▶ _Page extract_

◇ ◇ ◇ ◇ ◇

# How do you solve 2x^2-2x-12=0?

Aug 15, 2016

$x = 3 \mathmr{and} x = - 2$

#### Explanation:

All the numbers in the equation are even, so divide through by 2.

${x}^{2} - x - 6 = 0 \text{ find factors}$

The factors of 6 which subtract to make 1 are 2 and 2.

$\left(x - 3\right) \left(x + 2\right) = 0$

If the answer to multiplication is 0, then one of the factors must be 0,

If $x - 3 = 0 , \text{then } x = 3$

If $x + 2 = 0 , \text{then } x = - 2$

Aug 15, 2016

$x = - 2 , x = 3$

#### Explanation:

The first step is to take out a $\textcolor{b l u e}{\text{common factor}}$ of 2.

$\Rightarrow 2 \left({x}^{2} - x - 6\right) = 0$

We now require to factorise the $\textcolor{b l u e}{\text{quadratic}}$ in the
bracket.

Find the factors of - 6 which sum to - 1.

These are - 3 and +2

$\Rightarrow 2 {x}^{2} - 2 x - 12 = 2 \left(x - 3\right) \left(x + 2\right) = 0$

Either of the factors (x - 3) , (x +2) can equal zero.

solve : $x - 3 = 0 \Rightarrow x = 3$

solve : $x + 2 = 0 \Rightarrow x = - 2$

◇ ◇ ◇ ◇ ◇

▶ _Recorded data_

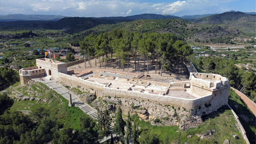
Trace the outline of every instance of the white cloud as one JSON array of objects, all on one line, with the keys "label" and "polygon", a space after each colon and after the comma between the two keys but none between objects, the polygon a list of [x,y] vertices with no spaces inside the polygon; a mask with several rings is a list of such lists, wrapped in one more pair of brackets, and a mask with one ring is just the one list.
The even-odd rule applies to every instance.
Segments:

◇ ◇ ◇ ◇ ◇

▶ _Tasks and exercises_
A: Answer these questions from the quadratic equation page, one answer per line, marked (i), (ii), (iii) to match:
(i) According to the first explanation, why can the whole equation be divided by 2?
(ii) In the second explanation, which two factors of - 6 sum to - 1?
(iii) On what date were both answers posted?
B: Print, word for word, the stretch of the quadratic equation page from "# How do you" through "through by 2.".

▶ _Answers for this exercise_
A:
(i) All the numbers in the equation are even.
(ii) - 3 and +2
(iii) Aug 15, 2016

B:
# How do you solve 2x^2-2x-12=0?

Aug 15, 2016

$x = 3 \mathmr{and} x = - 2$

#### Explanation:

All the numbers in the equation are even, so divide through by 2.